- **SELECTED EXTRACT**

---

These ask for collaterals and deeds,
Pledges also, and grab everything
Until they have stripped them bare …
But if the Jews had remained
In the kingdom of France,
Christian souls would have had great relief
they have no longer.
A Norman chronicler of the fourteenth century was of like mind:
After the expulsion of the Jews [from France] they could not find any money except by borrowing it through agents from certain Christians, both clerics and laymen, who lent at such an enormous rate of interest that it was double what was charged by the Jews, and who did it in such a way that the debtors did not know the lenders who were in possession of their pledges. This was a dangerous situation, for if the agents died or gave up the business, they did not know where to recover them.
The Knights Templar fared the worst of all. One of the most powerful and wealthy military orders in Europe, the Templars, renounced personal wealth and pledged their permanent defence of Palestine and the holy places. In 1307, an order secretly prepared a month prior, directed the arrest of every French member of the Templars without warning and their property seized. Philippe’s attack on the Templars was helped by a schism in the Church. At the beginning of the fourteenth century, Philip’s showdown with the papacy resulted in the abduction of Pope Boniface VIII. In 1304, the archbishop of Bordeaux was selected by the conclave as the new pope, Clement V. His decision to remain in France rather than Rome—settling in Avignon in 1309—resulted in a move away from Italian dominance of the papacy, especially as the next six popes were also French.

---

- **RECORDS SHOWN**
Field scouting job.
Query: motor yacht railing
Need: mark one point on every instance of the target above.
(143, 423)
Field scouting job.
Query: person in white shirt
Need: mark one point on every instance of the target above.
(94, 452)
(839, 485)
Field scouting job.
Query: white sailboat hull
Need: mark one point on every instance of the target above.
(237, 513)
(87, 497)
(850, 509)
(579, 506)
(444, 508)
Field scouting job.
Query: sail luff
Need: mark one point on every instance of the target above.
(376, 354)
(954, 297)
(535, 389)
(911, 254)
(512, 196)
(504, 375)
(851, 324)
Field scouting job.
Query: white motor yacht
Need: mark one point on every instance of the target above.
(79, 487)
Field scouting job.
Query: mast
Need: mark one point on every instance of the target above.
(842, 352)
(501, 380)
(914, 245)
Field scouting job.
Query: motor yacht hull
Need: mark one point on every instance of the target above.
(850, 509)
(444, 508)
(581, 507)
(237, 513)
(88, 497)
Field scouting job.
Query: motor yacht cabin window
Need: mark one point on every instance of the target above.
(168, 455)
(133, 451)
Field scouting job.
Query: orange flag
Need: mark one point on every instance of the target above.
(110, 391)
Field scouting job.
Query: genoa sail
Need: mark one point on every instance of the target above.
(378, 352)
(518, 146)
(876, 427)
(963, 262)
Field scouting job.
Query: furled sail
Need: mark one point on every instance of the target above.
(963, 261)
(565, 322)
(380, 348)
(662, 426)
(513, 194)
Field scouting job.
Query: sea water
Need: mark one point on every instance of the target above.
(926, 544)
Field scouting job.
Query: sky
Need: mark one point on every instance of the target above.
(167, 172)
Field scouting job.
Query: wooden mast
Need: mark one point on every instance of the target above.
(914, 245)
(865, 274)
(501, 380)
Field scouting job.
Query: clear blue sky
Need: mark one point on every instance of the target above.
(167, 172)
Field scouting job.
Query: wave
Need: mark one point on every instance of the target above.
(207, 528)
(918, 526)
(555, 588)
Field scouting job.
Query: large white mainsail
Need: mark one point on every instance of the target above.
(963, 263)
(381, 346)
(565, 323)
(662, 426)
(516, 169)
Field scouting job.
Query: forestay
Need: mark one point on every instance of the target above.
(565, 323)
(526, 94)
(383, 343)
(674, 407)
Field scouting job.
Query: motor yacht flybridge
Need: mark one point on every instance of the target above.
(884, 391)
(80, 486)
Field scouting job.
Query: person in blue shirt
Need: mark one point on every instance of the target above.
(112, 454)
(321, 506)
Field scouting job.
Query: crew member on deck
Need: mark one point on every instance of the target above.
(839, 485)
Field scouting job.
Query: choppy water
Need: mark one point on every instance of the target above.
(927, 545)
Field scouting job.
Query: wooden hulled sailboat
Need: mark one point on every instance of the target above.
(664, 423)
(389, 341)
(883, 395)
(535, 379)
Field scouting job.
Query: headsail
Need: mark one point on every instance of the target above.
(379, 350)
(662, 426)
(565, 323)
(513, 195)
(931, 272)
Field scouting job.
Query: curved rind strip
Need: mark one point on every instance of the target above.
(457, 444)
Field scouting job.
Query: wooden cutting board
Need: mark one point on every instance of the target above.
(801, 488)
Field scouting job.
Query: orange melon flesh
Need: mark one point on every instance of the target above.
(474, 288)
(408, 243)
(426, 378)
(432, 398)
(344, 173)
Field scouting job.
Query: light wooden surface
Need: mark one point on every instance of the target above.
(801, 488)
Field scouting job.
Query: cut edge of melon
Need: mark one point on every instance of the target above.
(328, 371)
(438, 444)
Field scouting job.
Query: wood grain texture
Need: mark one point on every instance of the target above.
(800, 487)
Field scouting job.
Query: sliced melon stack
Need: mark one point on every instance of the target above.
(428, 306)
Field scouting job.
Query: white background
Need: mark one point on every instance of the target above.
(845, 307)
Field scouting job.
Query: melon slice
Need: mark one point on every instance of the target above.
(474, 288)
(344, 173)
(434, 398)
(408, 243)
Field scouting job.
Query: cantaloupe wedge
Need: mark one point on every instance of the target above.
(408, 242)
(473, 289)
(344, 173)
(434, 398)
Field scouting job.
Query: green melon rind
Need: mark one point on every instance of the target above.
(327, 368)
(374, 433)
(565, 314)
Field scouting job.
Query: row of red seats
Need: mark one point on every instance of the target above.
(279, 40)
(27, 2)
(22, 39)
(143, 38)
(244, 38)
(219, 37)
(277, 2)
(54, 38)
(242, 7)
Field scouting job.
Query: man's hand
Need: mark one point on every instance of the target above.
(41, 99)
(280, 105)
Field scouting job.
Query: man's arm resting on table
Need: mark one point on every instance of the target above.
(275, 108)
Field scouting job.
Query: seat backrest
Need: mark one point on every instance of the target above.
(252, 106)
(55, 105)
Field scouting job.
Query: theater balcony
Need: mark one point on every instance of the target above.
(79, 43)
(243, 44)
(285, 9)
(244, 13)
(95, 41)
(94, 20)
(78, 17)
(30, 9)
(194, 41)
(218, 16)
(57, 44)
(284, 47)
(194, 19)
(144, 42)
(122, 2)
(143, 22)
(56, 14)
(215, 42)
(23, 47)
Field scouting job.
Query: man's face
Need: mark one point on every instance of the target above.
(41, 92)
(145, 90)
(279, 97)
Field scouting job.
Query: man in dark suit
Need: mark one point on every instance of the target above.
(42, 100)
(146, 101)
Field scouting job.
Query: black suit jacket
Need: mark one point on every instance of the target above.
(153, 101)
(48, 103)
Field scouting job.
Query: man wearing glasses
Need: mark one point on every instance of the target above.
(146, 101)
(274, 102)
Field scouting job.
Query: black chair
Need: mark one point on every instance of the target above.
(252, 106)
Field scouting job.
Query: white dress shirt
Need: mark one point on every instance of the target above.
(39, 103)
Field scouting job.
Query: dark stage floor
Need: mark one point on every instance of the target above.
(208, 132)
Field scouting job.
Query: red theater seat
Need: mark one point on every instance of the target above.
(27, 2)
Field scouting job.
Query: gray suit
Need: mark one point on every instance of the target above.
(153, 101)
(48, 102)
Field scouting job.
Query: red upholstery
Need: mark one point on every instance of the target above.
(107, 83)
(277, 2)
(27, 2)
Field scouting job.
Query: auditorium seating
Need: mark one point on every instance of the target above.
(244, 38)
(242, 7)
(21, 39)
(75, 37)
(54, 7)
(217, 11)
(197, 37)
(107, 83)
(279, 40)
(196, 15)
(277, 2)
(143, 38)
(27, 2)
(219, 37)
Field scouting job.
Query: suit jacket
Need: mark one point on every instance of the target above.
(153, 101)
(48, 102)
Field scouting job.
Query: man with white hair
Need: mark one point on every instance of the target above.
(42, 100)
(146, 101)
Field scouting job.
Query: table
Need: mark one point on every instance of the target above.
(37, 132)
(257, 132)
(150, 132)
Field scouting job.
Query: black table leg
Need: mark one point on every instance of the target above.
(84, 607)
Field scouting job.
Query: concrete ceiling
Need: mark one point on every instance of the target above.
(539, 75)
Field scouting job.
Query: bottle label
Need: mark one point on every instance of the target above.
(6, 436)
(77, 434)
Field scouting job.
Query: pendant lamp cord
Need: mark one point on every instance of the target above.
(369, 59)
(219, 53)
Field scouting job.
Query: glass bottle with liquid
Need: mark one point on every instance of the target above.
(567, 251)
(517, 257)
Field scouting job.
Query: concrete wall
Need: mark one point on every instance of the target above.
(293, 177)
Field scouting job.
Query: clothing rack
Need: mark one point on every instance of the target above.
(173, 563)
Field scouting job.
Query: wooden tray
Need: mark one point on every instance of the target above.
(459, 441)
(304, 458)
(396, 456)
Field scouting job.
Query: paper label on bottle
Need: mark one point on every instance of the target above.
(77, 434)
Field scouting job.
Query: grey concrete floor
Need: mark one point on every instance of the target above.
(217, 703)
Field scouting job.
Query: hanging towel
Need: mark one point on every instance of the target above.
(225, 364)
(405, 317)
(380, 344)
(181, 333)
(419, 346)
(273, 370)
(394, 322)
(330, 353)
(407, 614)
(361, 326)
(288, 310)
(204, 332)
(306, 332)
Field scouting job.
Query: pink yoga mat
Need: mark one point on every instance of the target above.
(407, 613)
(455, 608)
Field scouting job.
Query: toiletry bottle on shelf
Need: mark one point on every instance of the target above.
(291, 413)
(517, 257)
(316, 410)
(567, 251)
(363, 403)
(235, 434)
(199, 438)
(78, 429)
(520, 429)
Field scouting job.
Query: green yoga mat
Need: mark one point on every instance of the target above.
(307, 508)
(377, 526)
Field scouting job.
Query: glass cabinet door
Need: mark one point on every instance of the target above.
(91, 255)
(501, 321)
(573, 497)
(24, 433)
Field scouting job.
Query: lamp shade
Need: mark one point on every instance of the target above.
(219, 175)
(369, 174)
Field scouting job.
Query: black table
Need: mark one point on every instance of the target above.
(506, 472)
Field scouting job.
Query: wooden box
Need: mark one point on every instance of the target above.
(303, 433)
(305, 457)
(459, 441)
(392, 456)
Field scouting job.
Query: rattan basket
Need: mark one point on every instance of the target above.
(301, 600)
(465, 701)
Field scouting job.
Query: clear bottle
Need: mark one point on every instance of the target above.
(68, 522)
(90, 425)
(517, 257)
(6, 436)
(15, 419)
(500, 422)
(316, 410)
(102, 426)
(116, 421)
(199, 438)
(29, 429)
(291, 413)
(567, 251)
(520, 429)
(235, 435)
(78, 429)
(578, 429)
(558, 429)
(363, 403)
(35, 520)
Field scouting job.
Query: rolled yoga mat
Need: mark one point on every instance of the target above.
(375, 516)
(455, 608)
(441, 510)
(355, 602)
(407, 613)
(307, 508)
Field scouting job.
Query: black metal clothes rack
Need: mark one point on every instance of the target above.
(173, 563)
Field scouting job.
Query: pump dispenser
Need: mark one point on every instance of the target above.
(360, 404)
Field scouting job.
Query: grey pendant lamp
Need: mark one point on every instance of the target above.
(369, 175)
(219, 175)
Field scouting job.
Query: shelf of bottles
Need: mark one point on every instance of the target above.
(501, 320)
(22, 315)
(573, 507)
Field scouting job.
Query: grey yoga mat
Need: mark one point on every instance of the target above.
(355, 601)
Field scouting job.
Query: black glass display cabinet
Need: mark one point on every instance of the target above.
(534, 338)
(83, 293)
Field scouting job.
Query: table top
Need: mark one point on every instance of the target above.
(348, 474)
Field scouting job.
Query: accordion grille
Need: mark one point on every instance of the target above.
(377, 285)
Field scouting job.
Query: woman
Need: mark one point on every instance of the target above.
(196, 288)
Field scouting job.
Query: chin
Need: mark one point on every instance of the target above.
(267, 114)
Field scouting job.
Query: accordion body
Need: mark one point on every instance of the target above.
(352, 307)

---

- **PROBLEM TO WORK ON**
Answer these questions using the extract about medieval France:
1. According to the Norman chronicler, how did the interest rate of the Christian lenders compare with what the Jews had charged?
2. In what year was the arrest of every French member of the Templars directed?
3. Where did Clement V settle, and in what year?
The items are separate from the text and have no connection to it.

- **FINISHED ANSWER**
1. It was double what the Jews had charged.
2. 1307.
3. Avignon, in 1309.